== WHAT YOU NEED TO DO ==
Find the line that contains "Would you be able to point at the desert" and print it and every line after it, exactly, please.

>> Start

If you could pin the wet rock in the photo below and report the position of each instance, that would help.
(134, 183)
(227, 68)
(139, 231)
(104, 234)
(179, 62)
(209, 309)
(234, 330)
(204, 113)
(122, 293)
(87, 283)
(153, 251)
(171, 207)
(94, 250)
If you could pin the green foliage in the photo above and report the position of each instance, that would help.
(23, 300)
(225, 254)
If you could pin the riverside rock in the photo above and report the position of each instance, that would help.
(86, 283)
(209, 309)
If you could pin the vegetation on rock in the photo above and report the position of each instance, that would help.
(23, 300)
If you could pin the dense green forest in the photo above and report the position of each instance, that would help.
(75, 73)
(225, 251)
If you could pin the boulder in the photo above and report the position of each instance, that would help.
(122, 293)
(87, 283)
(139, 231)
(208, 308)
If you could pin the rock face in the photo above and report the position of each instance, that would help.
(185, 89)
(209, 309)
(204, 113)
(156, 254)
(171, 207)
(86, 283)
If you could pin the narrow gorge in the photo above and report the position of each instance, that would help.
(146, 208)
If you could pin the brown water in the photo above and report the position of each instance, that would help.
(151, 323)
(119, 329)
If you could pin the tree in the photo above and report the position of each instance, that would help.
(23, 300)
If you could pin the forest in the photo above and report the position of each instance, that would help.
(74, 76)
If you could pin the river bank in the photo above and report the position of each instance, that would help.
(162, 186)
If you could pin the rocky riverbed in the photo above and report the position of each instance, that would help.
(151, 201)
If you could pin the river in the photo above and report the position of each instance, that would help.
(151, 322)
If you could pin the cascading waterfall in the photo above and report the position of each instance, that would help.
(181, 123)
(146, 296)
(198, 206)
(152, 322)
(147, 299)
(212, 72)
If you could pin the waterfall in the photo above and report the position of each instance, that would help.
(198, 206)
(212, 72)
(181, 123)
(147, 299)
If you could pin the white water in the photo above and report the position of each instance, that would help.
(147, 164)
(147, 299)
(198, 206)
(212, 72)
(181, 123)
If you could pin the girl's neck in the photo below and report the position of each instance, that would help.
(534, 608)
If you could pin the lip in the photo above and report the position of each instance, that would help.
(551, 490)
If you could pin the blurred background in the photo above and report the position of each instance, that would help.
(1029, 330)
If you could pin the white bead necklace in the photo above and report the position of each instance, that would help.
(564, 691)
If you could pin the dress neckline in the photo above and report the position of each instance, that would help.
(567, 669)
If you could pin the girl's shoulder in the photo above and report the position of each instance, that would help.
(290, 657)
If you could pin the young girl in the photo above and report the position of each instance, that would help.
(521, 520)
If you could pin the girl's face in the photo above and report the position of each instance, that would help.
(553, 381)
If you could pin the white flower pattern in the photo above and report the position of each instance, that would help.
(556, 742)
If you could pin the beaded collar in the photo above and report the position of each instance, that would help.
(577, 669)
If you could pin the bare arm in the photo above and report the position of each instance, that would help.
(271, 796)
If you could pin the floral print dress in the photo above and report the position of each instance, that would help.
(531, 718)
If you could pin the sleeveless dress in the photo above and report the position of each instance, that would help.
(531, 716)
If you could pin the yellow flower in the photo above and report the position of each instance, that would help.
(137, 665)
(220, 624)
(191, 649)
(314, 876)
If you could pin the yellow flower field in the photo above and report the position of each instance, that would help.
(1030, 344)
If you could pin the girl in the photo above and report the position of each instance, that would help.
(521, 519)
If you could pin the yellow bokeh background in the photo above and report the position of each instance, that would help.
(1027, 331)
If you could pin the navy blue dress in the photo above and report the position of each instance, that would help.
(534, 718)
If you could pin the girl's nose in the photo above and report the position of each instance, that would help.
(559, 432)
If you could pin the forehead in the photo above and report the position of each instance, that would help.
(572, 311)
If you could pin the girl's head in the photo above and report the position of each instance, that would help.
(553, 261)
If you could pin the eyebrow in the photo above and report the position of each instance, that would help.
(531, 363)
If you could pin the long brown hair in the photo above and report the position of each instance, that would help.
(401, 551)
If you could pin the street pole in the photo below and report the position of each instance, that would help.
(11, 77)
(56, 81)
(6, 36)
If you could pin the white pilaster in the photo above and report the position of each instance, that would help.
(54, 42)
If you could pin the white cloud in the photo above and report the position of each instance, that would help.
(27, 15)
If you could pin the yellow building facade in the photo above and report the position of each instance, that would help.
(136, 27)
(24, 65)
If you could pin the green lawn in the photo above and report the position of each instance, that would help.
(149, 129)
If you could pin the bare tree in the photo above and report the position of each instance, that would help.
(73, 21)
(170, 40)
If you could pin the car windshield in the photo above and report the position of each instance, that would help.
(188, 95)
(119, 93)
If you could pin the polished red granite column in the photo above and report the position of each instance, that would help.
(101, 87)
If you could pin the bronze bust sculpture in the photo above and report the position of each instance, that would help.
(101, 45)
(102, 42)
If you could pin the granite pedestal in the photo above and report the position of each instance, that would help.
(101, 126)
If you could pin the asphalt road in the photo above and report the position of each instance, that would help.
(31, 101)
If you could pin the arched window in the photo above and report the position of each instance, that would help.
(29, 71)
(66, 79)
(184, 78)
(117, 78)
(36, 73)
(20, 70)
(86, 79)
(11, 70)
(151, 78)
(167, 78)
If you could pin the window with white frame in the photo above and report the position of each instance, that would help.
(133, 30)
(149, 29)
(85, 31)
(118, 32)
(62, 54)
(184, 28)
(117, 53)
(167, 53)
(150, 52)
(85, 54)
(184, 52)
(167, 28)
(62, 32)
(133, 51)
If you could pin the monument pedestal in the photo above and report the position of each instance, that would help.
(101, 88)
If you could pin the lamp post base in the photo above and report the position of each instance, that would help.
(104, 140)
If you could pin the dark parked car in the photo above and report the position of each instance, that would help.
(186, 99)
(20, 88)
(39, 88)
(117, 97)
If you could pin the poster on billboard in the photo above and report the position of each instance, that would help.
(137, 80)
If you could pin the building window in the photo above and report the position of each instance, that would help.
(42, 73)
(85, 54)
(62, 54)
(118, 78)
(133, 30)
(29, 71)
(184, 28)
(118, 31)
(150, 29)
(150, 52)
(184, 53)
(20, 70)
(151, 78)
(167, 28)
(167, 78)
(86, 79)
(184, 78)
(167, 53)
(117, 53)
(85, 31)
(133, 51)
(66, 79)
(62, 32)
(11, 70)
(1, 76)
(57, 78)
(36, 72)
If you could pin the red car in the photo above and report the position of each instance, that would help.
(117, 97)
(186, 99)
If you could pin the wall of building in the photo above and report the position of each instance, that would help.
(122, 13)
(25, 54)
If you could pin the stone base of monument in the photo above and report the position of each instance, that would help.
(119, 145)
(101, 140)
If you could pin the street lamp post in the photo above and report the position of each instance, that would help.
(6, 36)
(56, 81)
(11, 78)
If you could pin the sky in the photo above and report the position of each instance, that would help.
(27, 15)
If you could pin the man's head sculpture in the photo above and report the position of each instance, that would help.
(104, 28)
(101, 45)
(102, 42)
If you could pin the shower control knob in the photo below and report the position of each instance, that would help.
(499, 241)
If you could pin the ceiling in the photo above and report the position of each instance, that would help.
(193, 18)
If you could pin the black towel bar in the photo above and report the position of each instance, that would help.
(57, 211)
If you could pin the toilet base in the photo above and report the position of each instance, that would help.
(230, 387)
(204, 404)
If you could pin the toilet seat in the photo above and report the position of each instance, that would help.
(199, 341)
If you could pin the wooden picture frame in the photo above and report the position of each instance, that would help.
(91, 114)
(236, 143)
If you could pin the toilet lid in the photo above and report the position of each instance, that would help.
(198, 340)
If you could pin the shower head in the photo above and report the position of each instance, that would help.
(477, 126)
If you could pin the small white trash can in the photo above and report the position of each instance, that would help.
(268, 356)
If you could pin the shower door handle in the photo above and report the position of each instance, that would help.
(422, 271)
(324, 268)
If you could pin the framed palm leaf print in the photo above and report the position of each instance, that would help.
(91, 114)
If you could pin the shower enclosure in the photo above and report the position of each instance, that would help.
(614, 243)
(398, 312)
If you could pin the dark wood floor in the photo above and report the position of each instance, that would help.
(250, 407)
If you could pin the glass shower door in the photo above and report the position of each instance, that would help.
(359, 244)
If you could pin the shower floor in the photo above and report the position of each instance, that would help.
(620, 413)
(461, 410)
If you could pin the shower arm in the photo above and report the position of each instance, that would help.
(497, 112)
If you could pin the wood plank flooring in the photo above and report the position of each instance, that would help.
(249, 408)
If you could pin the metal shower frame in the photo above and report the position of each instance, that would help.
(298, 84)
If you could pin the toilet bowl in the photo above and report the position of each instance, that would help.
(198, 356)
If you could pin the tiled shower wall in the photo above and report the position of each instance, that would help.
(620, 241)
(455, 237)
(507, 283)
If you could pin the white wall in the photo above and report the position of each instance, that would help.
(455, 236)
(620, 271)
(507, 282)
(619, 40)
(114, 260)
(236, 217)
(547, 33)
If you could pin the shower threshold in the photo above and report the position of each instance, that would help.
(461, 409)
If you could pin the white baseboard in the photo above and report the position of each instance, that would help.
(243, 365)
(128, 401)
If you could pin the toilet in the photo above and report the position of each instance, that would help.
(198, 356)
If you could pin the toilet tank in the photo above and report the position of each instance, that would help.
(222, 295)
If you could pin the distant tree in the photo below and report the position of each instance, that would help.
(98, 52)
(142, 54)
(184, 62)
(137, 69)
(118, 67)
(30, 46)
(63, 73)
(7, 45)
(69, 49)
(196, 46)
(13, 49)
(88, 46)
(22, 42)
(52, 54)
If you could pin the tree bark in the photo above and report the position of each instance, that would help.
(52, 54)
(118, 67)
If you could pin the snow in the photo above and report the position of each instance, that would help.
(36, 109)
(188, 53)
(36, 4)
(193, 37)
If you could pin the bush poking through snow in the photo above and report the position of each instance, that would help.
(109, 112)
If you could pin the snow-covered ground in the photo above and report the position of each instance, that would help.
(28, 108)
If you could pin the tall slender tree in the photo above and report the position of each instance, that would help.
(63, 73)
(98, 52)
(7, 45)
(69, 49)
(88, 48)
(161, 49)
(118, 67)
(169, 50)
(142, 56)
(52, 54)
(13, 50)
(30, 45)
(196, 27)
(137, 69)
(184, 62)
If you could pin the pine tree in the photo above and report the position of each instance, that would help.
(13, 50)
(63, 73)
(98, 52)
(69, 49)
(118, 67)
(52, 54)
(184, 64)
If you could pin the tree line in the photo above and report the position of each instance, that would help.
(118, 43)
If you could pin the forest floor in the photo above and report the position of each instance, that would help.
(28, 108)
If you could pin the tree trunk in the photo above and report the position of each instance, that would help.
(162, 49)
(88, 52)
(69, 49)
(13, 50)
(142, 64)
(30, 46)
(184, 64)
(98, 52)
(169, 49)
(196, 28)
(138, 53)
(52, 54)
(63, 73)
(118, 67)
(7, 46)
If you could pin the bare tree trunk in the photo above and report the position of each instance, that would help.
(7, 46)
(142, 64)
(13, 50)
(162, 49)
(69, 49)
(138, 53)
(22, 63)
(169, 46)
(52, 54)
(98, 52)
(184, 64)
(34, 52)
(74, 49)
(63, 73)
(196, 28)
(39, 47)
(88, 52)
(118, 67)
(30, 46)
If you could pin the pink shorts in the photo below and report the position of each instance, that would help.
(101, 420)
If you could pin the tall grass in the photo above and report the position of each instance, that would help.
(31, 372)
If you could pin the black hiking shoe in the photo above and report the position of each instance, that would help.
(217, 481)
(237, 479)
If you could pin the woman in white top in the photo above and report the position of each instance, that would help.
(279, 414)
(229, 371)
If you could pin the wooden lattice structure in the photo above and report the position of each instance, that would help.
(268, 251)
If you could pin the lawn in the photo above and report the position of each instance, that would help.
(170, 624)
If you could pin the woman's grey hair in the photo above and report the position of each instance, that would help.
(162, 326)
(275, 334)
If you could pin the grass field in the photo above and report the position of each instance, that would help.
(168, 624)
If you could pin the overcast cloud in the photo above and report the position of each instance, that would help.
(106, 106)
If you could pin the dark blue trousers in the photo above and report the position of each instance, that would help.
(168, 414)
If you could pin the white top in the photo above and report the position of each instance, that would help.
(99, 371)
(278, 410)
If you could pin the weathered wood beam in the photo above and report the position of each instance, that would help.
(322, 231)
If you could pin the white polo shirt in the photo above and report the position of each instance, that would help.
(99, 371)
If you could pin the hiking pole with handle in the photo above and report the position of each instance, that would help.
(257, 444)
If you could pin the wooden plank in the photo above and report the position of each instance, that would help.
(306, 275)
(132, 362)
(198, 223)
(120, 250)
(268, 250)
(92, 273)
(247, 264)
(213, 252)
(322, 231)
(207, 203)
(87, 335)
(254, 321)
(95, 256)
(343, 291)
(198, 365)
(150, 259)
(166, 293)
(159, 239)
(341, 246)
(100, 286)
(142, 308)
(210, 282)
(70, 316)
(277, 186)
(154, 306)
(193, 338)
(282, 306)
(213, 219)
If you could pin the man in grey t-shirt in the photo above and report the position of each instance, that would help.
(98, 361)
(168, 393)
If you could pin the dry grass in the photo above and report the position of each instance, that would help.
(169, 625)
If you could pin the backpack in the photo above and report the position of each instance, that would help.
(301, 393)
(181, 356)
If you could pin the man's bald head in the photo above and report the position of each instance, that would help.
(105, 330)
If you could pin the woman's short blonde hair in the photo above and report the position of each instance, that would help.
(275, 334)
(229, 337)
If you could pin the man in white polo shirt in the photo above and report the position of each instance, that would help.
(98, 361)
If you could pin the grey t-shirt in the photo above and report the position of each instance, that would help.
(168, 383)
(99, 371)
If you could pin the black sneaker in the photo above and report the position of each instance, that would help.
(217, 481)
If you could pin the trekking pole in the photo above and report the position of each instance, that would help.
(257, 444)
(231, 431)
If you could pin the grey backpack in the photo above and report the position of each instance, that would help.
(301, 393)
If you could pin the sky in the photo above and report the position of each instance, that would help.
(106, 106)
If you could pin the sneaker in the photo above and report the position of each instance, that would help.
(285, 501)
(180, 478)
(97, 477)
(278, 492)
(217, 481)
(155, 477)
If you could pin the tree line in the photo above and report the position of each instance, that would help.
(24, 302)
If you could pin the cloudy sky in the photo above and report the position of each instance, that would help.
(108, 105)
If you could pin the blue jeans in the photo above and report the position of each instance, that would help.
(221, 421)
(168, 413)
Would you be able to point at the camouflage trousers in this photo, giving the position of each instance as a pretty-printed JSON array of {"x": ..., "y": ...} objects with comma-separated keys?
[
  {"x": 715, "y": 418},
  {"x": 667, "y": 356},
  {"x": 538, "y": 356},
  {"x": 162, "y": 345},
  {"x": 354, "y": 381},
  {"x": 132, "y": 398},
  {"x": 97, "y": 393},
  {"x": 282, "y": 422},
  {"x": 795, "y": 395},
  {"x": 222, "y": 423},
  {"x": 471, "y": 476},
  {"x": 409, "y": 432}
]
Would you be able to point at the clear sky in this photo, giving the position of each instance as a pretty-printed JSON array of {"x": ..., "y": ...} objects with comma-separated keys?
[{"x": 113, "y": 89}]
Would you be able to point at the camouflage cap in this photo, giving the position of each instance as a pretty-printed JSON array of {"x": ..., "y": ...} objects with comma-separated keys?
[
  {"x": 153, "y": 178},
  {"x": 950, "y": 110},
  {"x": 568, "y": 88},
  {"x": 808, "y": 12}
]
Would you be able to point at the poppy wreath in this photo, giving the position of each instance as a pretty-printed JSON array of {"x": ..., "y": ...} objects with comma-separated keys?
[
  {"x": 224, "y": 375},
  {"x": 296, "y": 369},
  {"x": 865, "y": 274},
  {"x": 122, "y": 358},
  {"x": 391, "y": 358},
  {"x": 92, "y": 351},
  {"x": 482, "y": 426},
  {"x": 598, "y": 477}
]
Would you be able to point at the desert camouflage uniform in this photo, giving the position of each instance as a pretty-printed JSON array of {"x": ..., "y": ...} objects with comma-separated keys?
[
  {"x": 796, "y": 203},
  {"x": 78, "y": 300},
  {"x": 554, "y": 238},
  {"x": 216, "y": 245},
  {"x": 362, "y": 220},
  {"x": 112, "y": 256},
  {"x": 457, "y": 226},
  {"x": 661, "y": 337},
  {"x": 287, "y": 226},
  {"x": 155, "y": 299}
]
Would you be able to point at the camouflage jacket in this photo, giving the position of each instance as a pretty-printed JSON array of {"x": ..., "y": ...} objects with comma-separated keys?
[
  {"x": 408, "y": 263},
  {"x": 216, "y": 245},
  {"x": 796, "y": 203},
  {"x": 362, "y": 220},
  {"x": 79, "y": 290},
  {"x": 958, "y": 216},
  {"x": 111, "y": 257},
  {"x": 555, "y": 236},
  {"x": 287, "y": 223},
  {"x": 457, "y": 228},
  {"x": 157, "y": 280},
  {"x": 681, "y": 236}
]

>> End

== EXPECTED ANSWER ==
Would you be able to point at the desert camouflage uniform in this photo, giving the position of each instance as a pretty-printed JSON array of {"x": ..., "y": ...} objects with comma-separated keys?
[
  {"x": 796, "y": 203},
  {"x": 78, "y": 300},
  {"x": 554, "y": 238},
  {"x": 216, "y": 245},
  {"x": 362, "y": 220},
  {"x": 112, "y": 256},
  {"x": 457, "y": 226},
  {"x": 661, "y": 337},
  {"x": 287, "y": 226},
  {"x": 155, "y": 299}
]
Would you be able to point at the camouflage jacket in this photo, giving the position of each instance as a pretty-printed JSON array of {"x": ..., "y": ...} objects with comma-separated keys?
[
  {"x": 408, "y": 263},
  {"x": 216, "y": 245},
  {"x": 796, "y": 203},
  {"x": 362, "y": 220},
  {"x": 79, "y": 290},
  {"x": 958, "y": 216},
  {"x": 111, "y": 257},
  {"x": 555, "y": 236},
  {"x": 287, "y": 223},
  {"x": 457, "y": 228},
  {"x": 157, "y": 280},
  {"x": 681, "y": 236}
]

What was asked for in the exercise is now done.